[Object location annotation data]
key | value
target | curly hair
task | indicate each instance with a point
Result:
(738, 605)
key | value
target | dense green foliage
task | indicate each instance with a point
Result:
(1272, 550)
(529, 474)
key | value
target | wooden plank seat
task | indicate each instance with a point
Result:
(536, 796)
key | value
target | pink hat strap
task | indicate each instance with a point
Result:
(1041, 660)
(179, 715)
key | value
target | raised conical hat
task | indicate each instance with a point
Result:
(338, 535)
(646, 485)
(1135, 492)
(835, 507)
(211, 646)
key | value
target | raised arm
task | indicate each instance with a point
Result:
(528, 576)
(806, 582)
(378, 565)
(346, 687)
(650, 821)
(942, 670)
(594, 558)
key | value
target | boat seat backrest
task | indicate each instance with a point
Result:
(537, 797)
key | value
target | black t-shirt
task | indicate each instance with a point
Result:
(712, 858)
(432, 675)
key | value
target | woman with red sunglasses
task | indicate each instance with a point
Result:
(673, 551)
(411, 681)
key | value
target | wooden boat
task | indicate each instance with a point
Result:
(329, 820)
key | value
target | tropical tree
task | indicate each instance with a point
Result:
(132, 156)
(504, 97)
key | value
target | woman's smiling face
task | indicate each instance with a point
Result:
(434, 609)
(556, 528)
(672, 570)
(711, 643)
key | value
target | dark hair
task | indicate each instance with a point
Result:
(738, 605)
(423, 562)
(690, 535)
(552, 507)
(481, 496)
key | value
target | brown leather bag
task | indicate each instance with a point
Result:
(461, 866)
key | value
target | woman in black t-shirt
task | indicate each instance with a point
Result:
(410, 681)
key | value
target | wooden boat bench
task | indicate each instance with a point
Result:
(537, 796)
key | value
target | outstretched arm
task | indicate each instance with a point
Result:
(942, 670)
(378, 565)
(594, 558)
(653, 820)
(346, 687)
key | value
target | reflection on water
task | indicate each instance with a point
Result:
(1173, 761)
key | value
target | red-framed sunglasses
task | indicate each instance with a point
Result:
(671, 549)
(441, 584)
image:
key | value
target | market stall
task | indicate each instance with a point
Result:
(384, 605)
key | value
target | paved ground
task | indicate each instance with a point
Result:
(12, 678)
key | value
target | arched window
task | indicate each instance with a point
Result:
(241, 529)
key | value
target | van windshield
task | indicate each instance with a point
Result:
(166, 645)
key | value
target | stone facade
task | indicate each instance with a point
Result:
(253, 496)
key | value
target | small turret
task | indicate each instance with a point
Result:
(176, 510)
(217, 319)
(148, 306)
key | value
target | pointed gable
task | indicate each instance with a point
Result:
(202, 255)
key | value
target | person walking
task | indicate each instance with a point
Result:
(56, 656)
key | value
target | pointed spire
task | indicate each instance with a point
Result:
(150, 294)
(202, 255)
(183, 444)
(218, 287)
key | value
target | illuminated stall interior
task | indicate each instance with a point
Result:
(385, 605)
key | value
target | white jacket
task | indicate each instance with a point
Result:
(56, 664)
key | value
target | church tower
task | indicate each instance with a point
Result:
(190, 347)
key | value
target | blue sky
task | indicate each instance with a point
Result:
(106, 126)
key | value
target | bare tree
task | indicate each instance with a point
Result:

◆ **SET TASK**:
Identify every line in the items that contains the word "wooden", and copy each of those lines.

◆ **THE OUTPUT**:
target | wooden plank seat
target | wooden boat
target | wooden boat bench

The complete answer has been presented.